**Challenge**
Take the line that contains "Target: clear drinking glass" and all lines after it, up to and including the last line of the data, and write them out exactly; nothing else belongs in the answer.

Records from a point labeling set
▬▬▬▬▬▬
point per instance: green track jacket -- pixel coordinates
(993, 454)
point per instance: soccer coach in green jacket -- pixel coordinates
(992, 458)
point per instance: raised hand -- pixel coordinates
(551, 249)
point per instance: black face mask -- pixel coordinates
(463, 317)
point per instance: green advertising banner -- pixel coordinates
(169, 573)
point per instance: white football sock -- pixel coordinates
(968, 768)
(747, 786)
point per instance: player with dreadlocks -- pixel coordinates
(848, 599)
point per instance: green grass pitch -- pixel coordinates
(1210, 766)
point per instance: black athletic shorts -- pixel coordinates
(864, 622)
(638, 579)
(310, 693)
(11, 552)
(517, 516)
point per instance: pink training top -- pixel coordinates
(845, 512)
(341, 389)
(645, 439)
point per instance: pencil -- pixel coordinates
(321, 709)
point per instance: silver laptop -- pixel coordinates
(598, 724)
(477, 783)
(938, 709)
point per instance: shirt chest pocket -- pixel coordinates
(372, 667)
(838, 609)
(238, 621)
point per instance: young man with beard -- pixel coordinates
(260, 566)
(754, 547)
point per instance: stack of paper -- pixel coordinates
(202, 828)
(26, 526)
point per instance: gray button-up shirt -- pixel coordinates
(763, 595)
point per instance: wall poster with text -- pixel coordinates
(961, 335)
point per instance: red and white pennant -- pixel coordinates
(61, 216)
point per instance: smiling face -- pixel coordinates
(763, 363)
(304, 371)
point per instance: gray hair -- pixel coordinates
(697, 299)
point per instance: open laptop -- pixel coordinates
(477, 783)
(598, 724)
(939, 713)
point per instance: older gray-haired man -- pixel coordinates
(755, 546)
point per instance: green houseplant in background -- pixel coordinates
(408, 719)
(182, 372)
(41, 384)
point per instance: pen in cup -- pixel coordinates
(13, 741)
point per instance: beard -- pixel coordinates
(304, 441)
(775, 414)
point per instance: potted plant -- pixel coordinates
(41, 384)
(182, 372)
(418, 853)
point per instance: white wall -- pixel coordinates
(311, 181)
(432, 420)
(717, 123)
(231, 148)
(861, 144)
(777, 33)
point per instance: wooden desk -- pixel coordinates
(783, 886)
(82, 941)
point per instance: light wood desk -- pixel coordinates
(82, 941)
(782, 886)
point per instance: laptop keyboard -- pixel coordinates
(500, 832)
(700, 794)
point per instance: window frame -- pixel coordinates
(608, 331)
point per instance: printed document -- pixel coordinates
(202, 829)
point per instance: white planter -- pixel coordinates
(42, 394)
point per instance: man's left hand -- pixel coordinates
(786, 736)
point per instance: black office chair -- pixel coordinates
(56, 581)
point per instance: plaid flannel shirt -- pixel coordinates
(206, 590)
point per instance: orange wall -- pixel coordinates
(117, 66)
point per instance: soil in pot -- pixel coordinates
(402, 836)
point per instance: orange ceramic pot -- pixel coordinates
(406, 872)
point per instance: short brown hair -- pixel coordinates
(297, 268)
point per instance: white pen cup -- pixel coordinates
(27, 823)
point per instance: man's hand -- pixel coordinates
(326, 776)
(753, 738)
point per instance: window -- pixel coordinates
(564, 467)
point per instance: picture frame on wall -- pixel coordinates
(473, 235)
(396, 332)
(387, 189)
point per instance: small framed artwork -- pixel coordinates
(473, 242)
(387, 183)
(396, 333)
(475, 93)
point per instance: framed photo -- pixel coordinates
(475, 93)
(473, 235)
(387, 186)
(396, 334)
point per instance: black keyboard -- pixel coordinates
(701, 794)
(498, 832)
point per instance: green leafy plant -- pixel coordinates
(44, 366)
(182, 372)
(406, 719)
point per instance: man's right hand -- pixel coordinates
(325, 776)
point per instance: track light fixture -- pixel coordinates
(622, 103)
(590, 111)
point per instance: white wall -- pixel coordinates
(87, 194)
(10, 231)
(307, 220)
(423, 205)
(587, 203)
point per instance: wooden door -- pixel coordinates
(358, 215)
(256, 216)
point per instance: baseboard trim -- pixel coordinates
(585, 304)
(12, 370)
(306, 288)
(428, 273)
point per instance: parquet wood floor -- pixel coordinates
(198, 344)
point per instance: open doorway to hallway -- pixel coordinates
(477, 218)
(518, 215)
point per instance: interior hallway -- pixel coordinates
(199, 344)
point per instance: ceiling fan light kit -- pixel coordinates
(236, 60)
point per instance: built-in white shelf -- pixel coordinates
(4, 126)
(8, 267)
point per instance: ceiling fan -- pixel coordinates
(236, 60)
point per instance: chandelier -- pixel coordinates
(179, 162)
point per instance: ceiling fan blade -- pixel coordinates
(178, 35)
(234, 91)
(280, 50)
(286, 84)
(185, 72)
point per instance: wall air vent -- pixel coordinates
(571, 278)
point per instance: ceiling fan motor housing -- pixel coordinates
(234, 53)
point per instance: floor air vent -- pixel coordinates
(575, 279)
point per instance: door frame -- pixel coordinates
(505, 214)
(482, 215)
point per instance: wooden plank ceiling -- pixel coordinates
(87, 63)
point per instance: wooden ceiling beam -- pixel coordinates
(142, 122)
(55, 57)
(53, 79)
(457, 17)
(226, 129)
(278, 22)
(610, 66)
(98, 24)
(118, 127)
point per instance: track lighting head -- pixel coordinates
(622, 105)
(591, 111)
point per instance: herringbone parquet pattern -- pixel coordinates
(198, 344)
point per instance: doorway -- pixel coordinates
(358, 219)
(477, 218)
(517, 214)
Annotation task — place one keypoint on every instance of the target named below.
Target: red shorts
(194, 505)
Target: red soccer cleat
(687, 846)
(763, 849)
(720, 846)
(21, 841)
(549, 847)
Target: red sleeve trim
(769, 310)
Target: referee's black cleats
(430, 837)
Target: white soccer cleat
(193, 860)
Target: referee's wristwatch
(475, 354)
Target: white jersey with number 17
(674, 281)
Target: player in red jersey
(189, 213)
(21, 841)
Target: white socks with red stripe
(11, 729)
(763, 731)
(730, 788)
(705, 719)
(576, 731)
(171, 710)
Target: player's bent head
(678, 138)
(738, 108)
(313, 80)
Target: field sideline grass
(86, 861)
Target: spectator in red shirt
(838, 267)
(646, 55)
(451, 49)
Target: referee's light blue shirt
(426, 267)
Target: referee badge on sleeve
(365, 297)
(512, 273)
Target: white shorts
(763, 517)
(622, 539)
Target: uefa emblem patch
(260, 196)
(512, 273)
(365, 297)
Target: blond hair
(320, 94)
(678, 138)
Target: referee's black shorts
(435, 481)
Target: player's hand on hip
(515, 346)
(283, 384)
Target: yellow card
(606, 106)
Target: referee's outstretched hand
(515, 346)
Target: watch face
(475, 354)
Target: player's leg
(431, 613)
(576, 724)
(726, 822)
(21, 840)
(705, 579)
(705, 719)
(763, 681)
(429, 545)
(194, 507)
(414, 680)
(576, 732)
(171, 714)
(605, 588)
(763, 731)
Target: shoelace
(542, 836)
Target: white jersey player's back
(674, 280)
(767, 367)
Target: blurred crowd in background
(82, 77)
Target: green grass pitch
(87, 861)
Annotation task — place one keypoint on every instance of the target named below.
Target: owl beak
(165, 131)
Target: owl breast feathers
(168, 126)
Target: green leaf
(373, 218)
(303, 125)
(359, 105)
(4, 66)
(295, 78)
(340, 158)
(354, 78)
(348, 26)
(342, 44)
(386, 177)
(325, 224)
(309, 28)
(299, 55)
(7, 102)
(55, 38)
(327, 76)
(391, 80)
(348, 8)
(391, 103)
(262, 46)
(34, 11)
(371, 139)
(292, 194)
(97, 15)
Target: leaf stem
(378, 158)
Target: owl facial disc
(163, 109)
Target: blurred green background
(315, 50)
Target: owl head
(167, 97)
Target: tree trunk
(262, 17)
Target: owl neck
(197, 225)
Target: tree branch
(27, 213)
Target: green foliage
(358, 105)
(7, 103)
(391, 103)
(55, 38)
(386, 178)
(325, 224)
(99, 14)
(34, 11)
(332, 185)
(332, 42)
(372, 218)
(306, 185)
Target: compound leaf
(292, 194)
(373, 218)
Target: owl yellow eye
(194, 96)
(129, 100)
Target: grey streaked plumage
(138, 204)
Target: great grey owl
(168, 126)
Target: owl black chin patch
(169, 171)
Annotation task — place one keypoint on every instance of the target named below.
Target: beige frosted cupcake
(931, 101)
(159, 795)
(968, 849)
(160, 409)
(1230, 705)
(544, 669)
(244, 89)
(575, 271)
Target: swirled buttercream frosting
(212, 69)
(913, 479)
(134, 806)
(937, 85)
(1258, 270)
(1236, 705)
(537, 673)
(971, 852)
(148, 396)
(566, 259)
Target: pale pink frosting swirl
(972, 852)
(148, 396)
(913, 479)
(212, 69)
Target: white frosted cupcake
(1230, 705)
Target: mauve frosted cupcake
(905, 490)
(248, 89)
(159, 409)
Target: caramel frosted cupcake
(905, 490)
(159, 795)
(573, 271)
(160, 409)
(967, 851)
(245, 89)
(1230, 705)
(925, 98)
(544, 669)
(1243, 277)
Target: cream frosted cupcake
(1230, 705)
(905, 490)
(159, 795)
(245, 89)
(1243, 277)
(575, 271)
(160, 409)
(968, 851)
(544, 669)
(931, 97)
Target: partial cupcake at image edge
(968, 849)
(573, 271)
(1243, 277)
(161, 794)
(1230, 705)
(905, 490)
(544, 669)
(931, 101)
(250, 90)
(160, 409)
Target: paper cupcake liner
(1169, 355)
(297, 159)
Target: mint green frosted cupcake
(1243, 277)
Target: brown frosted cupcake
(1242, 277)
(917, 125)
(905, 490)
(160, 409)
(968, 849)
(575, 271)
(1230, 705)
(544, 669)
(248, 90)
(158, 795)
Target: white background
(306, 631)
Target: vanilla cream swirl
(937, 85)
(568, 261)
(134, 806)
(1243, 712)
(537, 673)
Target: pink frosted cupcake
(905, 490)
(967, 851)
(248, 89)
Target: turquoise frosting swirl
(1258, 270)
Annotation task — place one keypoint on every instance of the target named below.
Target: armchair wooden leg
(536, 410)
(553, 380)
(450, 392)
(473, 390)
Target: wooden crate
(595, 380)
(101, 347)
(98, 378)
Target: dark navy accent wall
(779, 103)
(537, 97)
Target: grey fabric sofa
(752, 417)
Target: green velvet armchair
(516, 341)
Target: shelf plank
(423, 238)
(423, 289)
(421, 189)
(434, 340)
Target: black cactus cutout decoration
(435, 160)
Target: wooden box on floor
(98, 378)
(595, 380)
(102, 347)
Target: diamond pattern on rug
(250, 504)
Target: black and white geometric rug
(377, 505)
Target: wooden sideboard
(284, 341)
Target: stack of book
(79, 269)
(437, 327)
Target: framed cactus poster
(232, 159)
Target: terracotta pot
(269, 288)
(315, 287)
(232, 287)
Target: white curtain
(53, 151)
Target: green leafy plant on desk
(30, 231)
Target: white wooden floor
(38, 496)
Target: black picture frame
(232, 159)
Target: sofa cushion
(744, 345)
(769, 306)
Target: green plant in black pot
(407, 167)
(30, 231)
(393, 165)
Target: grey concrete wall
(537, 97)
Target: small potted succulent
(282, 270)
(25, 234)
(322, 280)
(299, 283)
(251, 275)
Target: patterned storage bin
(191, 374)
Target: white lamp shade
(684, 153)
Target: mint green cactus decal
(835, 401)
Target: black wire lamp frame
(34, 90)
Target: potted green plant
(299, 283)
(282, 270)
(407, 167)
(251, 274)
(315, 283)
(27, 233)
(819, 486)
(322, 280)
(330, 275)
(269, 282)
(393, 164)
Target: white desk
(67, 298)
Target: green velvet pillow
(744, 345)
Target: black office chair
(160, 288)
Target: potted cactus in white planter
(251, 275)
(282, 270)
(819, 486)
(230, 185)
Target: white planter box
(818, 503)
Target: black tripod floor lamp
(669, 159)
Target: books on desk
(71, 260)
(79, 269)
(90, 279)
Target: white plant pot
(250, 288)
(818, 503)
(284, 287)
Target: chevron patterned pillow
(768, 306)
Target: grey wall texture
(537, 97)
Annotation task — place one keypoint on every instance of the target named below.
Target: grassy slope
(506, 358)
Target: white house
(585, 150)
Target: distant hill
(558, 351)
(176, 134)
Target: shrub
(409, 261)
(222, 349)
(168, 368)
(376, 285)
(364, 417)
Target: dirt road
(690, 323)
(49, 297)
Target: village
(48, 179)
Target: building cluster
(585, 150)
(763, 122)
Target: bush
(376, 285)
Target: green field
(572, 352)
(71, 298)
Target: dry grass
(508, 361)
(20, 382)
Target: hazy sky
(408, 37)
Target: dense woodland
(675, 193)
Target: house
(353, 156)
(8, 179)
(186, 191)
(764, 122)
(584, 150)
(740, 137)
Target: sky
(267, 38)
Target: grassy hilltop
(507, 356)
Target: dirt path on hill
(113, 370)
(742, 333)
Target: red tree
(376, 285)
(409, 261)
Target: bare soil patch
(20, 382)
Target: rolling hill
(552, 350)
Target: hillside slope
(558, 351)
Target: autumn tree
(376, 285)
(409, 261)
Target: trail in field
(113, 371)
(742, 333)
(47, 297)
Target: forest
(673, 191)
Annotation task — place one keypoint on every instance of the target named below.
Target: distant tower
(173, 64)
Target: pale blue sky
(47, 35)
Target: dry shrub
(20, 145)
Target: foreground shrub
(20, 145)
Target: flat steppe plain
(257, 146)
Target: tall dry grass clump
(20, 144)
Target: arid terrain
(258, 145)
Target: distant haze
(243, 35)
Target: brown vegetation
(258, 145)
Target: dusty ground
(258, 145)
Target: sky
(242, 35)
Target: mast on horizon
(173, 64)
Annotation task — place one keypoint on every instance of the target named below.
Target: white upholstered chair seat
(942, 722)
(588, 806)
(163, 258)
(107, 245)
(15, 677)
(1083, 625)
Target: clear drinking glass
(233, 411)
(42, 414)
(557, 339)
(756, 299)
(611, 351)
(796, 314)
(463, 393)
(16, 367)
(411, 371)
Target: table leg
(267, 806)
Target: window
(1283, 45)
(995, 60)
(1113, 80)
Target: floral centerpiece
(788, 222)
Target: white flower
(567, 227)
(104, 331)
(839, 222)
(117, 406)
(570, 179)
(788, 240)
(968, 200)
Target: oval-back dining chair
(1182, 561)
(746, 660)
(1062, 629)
▬▬▬▬▬▬
**Solution to this task**
Target: clear drinking glass
(233, 411)
(42, 414)
(557, 339)
(756, 299)
(611, 351)
(796, 314)
(463, 393)
(16, 367)
(411, 371)
Target: table leg
(267, 806)
Target: window
(1283, 45)
(995, 60)
(1113, 80)
Target: floral centerpiece
(788, 222)
Target: white flower
(567, 227)
(104, 331)
(839, 222)
(117, 406)
(570, 179)
(788, 240)
(968, 200)
Target: oval-back dining chair
(1182, 561)
(746, 660)
(1062, 629)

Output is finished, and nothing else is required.